— start —

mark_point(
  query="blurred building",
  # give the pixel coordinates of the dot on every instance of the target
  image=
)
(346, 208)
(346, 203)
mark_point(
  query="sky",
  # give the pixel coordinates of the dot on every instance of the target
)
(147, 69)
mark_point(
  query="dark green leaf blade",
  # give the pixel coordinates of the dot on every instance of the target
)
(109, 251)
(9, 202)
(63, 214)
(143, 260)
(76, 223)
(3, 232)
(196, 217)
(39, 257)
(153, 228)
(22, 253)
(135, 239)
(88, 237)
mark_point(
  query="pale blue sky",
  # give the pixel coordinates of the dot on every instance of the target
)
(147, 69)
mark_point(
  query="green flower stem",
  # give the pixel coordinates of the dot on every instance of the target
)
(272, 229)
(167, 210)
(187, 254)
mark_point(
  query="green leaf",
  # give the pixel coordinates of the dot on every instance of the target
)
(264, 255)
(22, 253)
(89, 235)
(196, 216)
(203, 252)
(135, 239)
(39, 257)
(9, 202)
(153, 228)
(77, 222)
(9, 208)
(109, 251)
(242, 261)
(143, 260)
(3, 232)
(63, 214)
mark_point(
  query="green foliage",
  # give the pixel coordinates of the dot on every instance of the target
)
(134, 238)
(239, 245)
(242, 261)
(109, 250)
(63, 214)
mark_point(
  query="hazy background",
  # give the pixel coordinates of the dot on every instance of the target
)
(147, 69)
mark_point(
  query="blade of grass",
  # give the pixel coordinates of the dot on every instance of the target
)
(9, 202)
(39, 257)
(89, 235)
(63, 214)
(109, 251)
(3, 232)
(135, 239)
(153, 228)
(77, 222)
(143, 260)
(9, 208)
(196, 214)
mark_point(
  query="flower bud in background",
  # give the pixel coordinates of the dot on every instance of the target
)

— end —

**Do this:**
Extract every line of the rows above that contains the word "blade", and reproduce each one as it appears.

**Response:**
  query="dark green leaf blade",
  query="blade of grass",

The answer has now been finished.